:: PROVIDED PASSAGE
I'm taking the plunge into home brewing

On chilling wort:

I have a dual kitchen sink… the big one overflows into the second one. What I do is stopper the big sink, and put the brew pot in there with my 25’ wort chiller. The water from from the chiller is run into the little sink until it’s no longer hot, then into the big sink to overflow into the little one.

With the temp of my tap water, this process still takes a good 45 minutes to get my wort down to pitching temp. Before doing the chiller/bath combo thing it would take well over an hour.

You guys are getting ahead of yourselves, I’m guessing that GWV will be starting out doing partial boils on the stovetop and adding 2 gallons of wort to 3 gallons of cold water, so cooling isn’t a big factor when you are just starting out.

I will say that moving to partial mashes and full wort boils makes an incredible increase in the quality of your beer, but few brewers start out that way.

So do we have you completely befuddled yet Dillon?
::::
:: DATASET EXTRACT
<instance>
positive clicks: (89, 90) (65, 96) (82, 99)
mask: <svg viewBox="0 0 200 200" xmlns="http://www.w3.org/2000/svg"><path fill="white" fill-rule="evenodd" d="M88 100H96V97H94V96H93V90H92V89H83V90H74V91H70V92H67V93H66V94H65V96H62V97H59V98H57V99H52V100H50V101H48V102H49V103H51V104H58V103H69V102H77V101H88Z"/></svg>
::::
• **YOUR GOAL**: Please rewrite the home brewing post from "You guys are" to "out that way.", replacing "stovetop" with "gas range". This material comes from a separate source.

• **ANSWER BOX**:
You guys are getting ahead of yourselves, I’m guessing that GWV will be starting out doing partial boils on the gas range and adding 2 gallons of wort to 3 gallons of cold water, so cooling isn’t a big factor when you are just starting out.

I will say that moving to partial mashes and full wort boils makes an incredible increase in the quality of your beer, but few brewers start out that way.